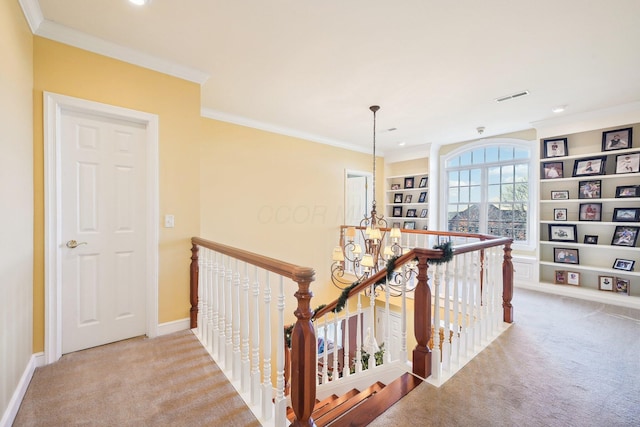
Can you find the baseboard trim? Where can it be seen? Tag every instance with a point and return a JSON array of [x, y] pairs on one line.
[[174, 326], [10, 413]]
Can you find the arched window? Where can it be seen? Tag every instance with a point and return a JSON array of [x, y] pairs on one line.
[[488, 190]]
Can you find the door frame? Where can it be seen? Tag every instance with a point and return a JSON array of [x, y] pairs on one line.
[[55, 105]]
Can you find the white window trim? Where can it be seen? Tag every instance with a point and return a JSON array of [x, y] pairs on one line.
[[530, 245]]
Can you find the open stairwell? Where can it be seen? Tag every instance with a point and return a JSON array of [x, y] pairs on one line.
[[359, 408]]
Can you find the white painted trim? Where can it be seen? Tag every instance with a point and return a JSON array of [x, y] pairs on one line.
[[54, 104], [174, 326], [18, 394]]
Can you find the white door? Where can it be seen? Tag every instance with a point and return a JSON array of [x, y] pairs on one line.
[[103, 211]]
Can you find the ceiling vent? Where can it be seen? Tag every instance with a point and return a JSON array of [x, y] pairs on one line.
[[513, 96]]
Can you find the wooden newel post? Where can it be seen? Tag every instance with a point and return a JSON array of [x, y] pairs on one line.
[[507, 284], [193, 286], [422, 321], [303, 354]]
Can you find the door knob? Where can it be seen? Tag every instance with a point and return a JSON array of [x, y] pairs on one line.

※ ※ ※

Work to complete:
Could you update the lines starting with the line with "Can you find the open" and going on through the line with "[[513, 96]]" so that "Tag every instance" becomes "Mark each instance", with everything else unchanged?

Full solution:
Can you find the open stairwell? Where can it be seen? Mark each instance with a point and return a JSON array of [x, y] pairs on one line.
[[359, 408]]
Can you find the white painted trim? Where can it be seen? Mark each instance with a point and return a JSON array of [x, y] pairs on one line.
[[54, 104], [174, 326], [18, 394]]
Can you find the white door? Where can it be seen? Mark each instance with a point and return a JSON array of [x, y] pairs on one line.
[[103, 211]]
Can you find the ceiling vent? Where can it be seen? Mark each instance with a point and return a JSON array of [x, y] pairs on one line.
[[513, 96]]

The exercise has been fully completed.